Find the line containing "Target: window with white trim". Reproduce it and every line after it up to the end of the records, exactly as written.

> Records excerpted from a collection

---+---

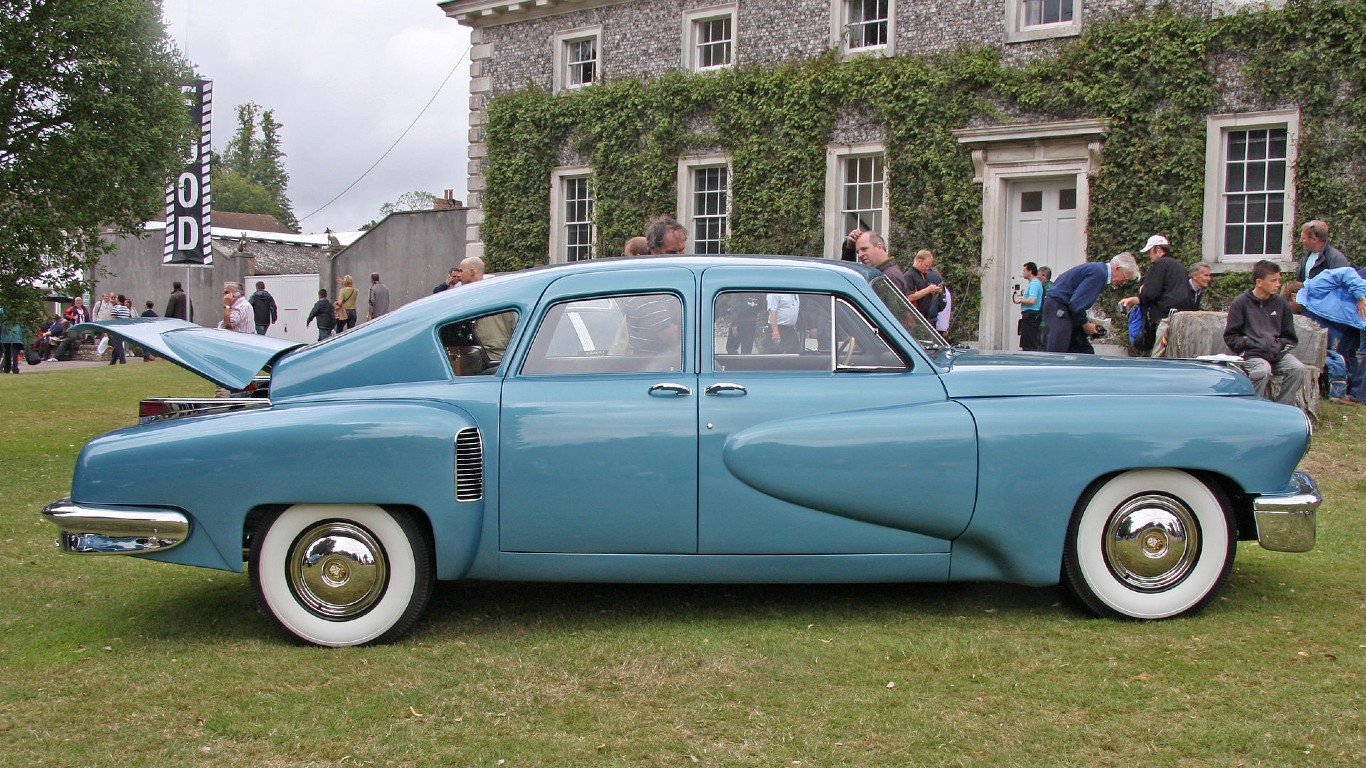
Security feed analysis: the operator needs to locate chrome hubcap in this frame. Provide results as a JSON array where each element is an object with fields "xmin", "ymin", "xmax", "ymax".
[
  {"xmin": 1103, "ymin": 494, "xmax": 1200, "ymax": 591},
  {"xmin": 288, "ymin": 521, "xmax": 388, "ymax": 620}
]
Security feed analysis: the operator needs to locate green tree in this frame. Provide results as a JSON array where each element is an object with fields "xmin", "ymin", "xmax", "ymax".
[
  {"xmin": 362, "ymin": 190, "xmax": 437, "ymax": 229},
  {"xmin": 214, "ymin": 102, "xmax": 297, "ymax": 230},
  {"xmin": 0, "ymin": 0, "xmax": 191, "ymax": 323}
]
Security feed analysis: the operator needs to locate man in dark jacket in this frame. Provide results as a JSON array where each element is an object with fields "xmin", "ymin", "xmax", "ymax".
[
  {"xmin": 164, "ymin": 281, "xmax": 190, "ymax": 321},
  {"xmin": 1119, "ymin": 235, "xmax": 1189, "ymax": 355},
  {"xmin": 305, "ymin": 289, "xmax": 336, "ymax": 341},
  {"xmin": 1224, "ymin": 260, "xmax": 1310, "ymax": 406},
  {"xmin": 248, "ymin": 281, "xmax": 278, "ymax": 336},
  {"xmin": 1297, "ymin": 220, "xmax": 1349, "ymax": 282}
]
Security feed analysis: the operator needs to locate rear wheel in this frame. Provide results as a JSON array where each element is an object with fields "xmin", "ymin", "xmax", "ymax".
[
  {"xmin": 1063, "ymin": 470, "xmax": 1235, "ymax": 619},
  {"xmin": 249, "ymin": 504, "xmax": 434, "ymax": 646}
]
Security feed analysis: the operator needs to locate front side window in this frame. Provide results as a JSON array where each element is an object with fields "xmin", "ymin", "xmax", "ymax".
[
  {"xmin": 715, "ymin": 292, "xmax": 907, "ymax": 372},
  {"xmin": 522, "ymin": 294, "xmax": 683, "ymax": 375}
]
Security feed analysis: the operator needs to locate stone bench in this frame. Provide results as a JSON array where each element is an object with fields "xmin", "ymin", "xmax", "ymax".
[{"xmin": 1164, "ymin": 310, "xmax": 1326, "ymax": 413}]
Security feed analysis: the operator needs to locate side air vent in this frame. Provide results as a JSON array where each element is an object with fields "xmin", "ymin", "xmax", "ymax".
[{"xmin": 454, "ymin": 428, "xmax": 484, "ymax": 502}]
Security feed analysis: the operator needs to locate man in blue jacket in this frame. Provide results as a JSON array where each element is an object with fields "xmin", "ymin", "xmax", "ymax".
[
  {"xmin": 1290, "ymin": 266, "xmax": 1366, "ymax": 403},
  {"xmin": 1042, "ymin": 253, "xmax": 1141, "ymax": 353}
]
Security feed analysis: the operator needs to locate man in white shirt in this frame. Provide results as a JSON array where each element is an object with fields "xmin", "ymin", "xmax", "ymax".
[
  {"xmin": 220, "ymin": 283, "xmax": 253, "ymax": 334},
  {"xmin": 767, "ymin": 293, "xmax": 801, "ymax": 353}
]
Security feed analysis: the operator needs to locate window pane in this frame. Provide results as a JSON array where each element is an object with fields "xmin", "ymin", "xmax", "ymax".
[
  {"xmin": 1021, "ymin": 191, "xmax": 1043, "ymax": 212},
  {"xmin": 1221, "ymin": 127, "xmax": 1288, "ymax": 258},
  {"xmin": 563, "ymin": 177, "xmax": 595, "ymax": 262},
  {"xmin": 1058, "ymin": 188, "xmax": 1077, "ymax": 210},
  {"xmin": 692, "ymin": 166, "xmax": 729, "ymax": 255},
  {"xmin": 696, "ymin": 17, "xmax": 732, "ymax": 69},
  {"xmin": 841, "ymin": 155, "xmax": 884, "ymax": 236},
  {"xmin": 523, "ymin": 295, "xmax": 682, "ymax": 375},
  {"xmin": 847, "ymin": 0, "xmax": 889, "ymax": 49}
]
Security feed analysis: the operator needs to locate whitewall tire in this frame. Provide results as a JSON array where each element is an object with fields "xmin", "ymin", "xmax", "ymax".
[
  {"xmin": 249, "ymin": 504, "xmax": 434, "ymax": 647},
  {"xmin": 1063, "ymin": 470, "xmax": 1235, "ymax": 620}
]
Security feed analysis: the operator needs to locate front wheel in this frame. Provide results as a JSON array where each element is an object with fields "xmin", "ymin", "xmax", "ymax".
[
  {"xmin": 1063, "ymin": 470, "xmax": 1235, "ymax": 620},
  {"xmin": 249, "ymin": 504, "xmax": 434, "ymax": 646}
]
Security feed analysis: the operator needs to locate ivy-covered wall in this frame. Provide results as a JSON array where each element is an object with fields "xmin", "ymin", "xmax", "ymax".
[{"xmin": 482, "ymin": 2, "xmax": 1366, "ymax": 339}]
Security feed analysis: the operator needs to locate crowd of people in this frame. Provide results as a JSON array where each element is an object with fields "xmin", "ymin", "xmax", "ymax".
[{"xmin": 5, "ymin": 218, "xmax": 1362, "ymax": 408}]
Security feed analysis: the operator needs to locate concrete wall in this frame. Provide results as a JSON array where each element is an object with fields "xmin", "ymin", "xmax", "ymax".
[
  {"xmin": 327, "ymin": 208, "xmax": 469, "ymax": 312},
  {"xmin": 95, "ymin": 207, "xmax": 468, "ymax": 327},
  {"xmin": 96, "ymin": 231, "xmax": 254, "ymax": 326}
]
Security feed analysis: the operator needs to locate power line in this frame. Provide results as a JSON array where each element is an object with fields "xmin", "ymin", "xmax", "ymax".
[{"xmin": 298, "ymin": 43, "xmax": 471, "ymax": 225}]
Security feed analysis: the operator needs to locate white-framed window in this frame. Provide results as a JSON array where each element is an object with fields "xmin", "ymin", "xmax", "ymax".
[
  {"xmin": 824, "ymin": 142, "xmax": 888, "ymax": 257},
  {"xmin": 830, "ymin": 0, "xmax": 896, "ymax": 57},
  {"xmin": 1005, "ymin": 0, "xmax": 1082, "ymax": 43},
  {"xmin": 678, "ymin": 156, "xmax": 731, "ymax": 254},
  {"xmin": 1202, "ymin": 109, "xmax": 1300, "ymax": 265},
  {"xmin": 683, "ymin": 5, "xmax": 736, "ymax": 72},
  {"xmin": 549, "ymin": 167, "xmax": 595, "ymax": 264},
  {"xmin": 553, "ymin": 27, "xmax": 601, "ymax": 92}
]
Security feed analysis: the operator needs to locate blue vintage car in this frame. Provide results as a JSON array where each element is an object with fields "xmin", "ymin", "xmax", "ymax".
[{"xmin": 44, "ymin": 256, "xmax": 1320, "ymax": 646}]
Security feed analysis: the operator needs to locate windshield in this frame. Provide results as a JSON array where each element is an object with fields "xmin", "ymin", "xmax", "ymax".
[{"xmin": 869, "ymin": 276, "xmax": 950, "ymax": 353}]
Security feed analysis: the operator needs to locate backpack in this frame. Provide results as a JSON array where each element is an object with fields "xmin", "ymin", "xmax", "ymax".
[
  {"xmin": 1323, "ymin": 349, "xmax": 1348, "ymax": 399},
  {"xmin": 1127, "ymin": 305, "xmax": 1145, "ymax": 345}
]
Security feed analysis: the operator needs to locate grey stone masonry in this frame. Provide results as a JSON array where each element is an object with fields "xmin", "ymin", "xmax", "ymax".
[{"xmin": 442, "ymin": 0, "xmax": 1253, "ymax": 259}]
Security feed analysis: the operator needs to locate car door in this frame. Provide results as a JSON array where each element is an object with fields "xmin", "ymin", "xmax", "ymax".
[
  {"xmin": 498, "ymin": 268, "xmax": 699, "ymax": 554},
  {"xmin": 699, "ymin": 266, "xmax": 977, "ymax": 554}
]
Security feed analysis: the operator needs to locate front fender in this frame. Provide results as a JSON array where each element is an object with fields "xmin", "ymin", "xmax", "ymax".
[
  {"xmin": 950, "ymin": 394, "xmax": 1311, "ymax": 585},
  {"xmin": 71, "ymin": 400, "xmax": 486, "ymax": 579}
]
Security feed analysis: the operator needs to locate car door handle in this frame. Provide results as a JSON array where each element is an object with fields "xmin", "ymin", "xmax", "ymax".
[
  {"xmin": 704, "ymin": 383, "xmax": 747, "ymax": 397},
  {"xmin": 648, "ymin": 383, "xmax": 692, "ymax": 397}
]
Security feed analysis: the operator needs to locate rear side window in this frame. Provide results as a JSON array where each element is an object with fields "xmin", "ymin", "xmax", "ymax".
[
  {"xmin": 522, "ymin": 294, "xmax": 683, "ymax": 375},
  {"xmin": 440, "ymin": 309, "xmax": 518, "ymax": 376}
]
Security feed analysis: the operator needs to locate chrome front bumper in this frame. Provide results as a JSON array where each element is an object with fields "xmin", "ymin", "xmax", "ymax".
[
  {"xmin": 43, "ymin": 499, "xmax": 190, "ymax": 555},
  {"xmin": 1252, "ymin": 471, "xmax": 1320, "ymax": 553}
]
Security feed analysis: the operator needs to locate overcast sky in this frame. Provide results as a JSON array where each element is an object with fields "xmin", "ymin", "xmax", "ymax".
[{"xmin": 160, "ymin": 0, "xmax": 472, "ymax": 234}]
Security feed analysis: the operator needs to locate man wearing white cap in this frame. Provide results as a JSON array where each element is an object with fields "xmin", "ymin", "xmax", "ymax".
[{"xmin": 1119, "ymin": 234, "xmax": 1189, "ymax": 355}]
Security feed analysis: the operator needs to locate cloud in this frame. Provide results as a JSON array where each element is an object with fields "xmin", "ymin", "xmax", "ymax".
[{"xmin": 162, "ymin": 0, "xmax": 471, "ymax": 232}]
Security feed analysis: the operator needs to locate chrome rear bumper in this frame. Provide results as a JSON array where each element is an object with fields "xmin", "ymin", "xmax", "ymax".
[
  {"xmin": 43, "ymin": 499, "xmax": 190, "ymax": 554},
  {"xmin": 1252, "ymin": 471, "xmax": 1319, "ymax": 553}
]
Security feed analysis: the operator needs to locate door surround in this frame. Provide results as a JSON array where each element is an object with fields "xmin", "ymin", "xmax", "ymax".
[{"xmin": 955, "ymin": 120, "xmax": 1108, "ymax": 350}]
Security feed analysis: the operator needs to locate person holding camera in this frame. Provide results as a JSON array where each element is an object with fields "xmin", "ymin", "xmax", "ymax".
[
  {"xmin": 1042, "ymin": 253, "xmax": 1141, "ymax": 354},
  {"xmin": 1013, "ymin": 262, "xmax": 1045, "ymax": 350},
  {"xmin": 1224, "ymin": 260, "xmax": 1310, "ymax": 406}
]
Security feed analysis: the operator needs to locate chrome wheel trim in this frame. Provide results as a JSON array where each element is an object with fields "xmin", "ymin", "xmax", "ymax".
[
  {"xmin": 287, "ymin": 521, "xmax": 388, "ymax": 620},
  {"xmin": 1102, "ymin": 494, "xmax": 1199, "ymax": 592}
]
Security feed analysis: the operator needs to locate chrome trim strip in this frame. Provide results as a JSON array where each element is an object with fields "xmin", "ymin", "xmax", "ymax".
[
  {"xmin": 42, "ymin": 499, "xmax": 190, "ymax": 554},
  {"xmin": 1252, "ymin": 471, "xmax": 1319, "ymax": 553},
  {"xmin": 139, "ymin": 397, "xmax": 269, "ymax": 424}
]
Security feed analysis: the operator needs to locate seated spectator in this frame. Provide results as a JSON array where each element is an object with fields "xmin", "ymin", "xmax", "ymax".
[
  {"xmin": 48, "ymin": 321, "xmax": 84, "ymax": 362},
  {"xmin": 1224, "ymin": 260, "xmax": 1311, "ymax": 407}
]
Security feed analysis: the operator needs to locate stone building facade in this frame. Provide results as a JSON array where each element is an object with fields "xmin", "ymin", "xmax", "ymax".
[{"xmin": 440, "ymin": 0, "xmax": 1302, "ymax": 349}]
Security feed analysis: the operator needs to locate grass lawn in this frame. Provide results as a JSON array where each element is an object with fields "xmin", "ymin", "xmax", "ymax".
[{"xmin": 1, "ymin": 363, "xmax": 1362, "ymax": 766}]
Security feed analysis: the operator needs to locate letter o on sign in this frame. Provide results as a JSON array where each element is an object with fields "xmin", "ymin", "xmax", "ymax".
[{"xmin": 177, "ymin": 172, "xmax": 200, "ymax": 207}]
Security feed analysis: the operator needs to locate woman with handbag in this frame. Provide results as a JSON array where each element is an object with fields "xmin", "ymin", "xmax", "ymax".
[{"xmin": 337, "ymin": 275, "xmax": 358, "ymax": 332}]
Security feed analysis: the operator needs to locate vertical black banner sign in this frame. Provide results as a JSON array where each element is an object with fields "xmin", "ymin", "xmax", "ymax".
[{"xmin": 164, "ymin": 79, "xmax": 213, "ymax": 265}]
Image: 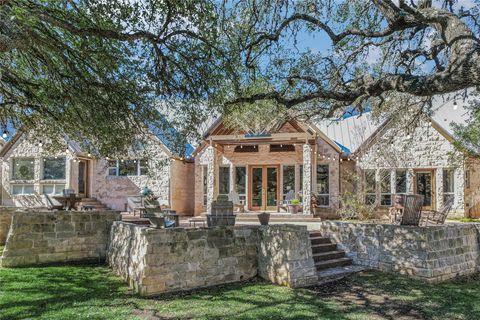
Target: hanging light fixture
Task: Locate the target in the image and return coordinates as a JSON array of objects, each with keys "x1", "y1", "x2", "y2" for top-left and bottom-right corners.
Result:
[
  {"x1": 453, "y1": 100, "x2": 458, "y2": 110},
  {"x1": 2, "y1": 130, "x2": 7, "y2": 139}
]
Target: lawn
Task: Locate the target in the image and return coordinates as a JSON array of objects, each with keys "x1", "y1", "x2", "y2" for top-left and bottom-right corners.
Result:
[{"x1": 1, "y1": 265, "x2": 480, "y2": 320}]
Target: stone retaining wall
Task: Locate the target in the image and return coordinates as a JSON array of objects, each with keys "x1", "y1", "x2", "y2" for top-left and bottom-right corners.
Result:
[
  {"x1": 318, "y1": 221, "x2": 480, "y2": 282},
  {"x1": 258, "y1": 225, "x2": 317, "y2": 288},
  {"x1": 0, "y1": 207, "x2": 15, "y2": 245},
  {"x1": 0, "y1": 210, "x2": 120, "y2": 267},
  {"x1": 108, "y1": 223, "x2": 318, "y2": 295}
]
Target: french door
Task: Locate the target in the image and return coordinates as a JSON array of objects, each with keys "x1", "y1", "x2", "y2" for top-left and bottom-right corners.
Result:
[
  {"x1": 414, "y1": 170, "x2": 435, "y2": 210},
  {"x1": 77, "y1": 160, "x2": 89, "y2": 198},
  {"x1": 248, "y1": 165, "x2": 279, "y2": 211}
]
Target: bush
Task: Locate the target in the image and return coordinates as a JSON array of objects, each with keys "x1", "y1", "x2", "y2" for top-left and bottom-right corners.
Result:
[{"x1": 337, "y1": 191, "x2": 377, "y2": 221}]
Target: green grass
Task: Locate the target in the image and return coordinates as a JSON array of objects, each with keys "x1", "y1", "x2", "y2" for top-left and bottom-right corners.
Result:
[{"x1": 1, "y1": 265, "x2": 480, "y2": 320}]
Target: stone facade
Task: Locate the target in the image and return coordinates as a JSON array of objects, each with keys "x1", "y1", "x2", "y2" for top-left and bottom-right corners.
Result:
[
  {"x1": 108, "y1": 223, "x2": 259, "y2": 295},
  {"x1": 0, "y1": 207, "x2": 15, "y2": 245},
  {"x1": 0, "y1": 134, "x2": 74, "y2": 207},
  {"x1": 0, "y1": 210, "x2": 120, "y2": 267},
  {"x1": 358, "y1": 119, "x2": 465, "y2": 215},
  {"x1": 465, "y1": 157, "x2": 480, "y2": 217},
  {"x1": 318, "y1": 221, "x2": 480, "y2": 282},
  {"x1": 257, "y1": 224, "x2": 317, "y2": 288},
  {"x1": 108, "y1": 223, "x2": 317, "y2": 295}
]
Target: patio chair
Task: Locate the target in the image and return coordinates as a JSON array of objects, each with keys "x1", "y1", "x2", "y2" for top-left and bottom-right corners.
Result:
[
  {"x1": 421, "y1": 198, "x2": 454, "y2": 226},
  {"x1": 44, "y1": 193, "x2": 64, "y2": 211},
  {"x1": 277, "y1": 190, "x2": 296, "y2": 212},
  {"x1": 228, "y1": 191, "x2": 245, "y2": 213},
  {"x1": 400, "y1": 194, "x2": 424, "y2": 226}
]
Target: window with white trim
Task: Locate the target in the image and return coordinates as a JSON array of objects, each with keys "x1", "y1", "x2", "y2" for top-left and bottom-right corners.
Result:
[
  {"x1": 43, "y1": 157, "x2": 66, "y2": 180},
  {"x1": 443, "y1": 169, "x2": 455, "y2": 205},
  {"x1": 41, "y1": 184, "x2": 66, "y2": 195},
  {"x1": 12, "y1": 158, "x2": 35, "y2": 180},
  {"x1": 380, "y1": 170, "x2": 391, "y2": 206},
  {"x1": 219, "y1": 166, "x2": 230, "y2": 195},
  {"x1": 365, "y1": 170, "x2": 376, "y2": 205},
  {"x1": 316, "y1": 165, "x2": 329, "y2": 206},
  {"x1": 107, "y1": 159, "x2": 148, "y2": 176},
  {"x1": 11, "y1": 184, "x2": 34, "y2": 195}
]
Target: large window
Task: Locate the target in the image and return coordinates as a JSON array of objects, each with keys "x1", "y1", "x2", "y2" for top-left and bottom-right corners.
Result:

---+---

> TASK RESPONSE
Target: window with white trim
Task: Locate the target in the image and return coordinates as a JSON array of objects, each with keys "x1", "y1", "x2", "y2" for top-left and bottom-right corners.
Result:
[
  {"x1": 43, "y1": 157, "x2": 66, "y2": 180},
  {"x1": 443, "y1": 169, "x2": 455, "y2": 205},
  {"x1": 41, "y1": 184, "x2": 66, "y2": 195},
  {"x1": 12, "y1": 158, "x2": 35, "y2": 180},
  {"x1": 380, "y1": 170, "x2": 391, "y2": 206},
  {"x1": 219, "y1": 166, "x2": 230, "y2": 195},
  {"x1": 365, "y1": 170, "x2": 376, "y2": 205},
  {"x1": 316, "y1": 165, "x2": 329, "y2": 206},
  {"x1": 107, "y1": 159, "x2": 148, "y2": 176},
  {"x1": 11, "y1": 184, "x2": 34, "y2": 195}
]
Target: large window
Task: Locate the target in the image and return coordinates as a JSON array of objects, each with keys "x1", "y1", "x2", "y2" for top-left and bottom-right corners.
Result:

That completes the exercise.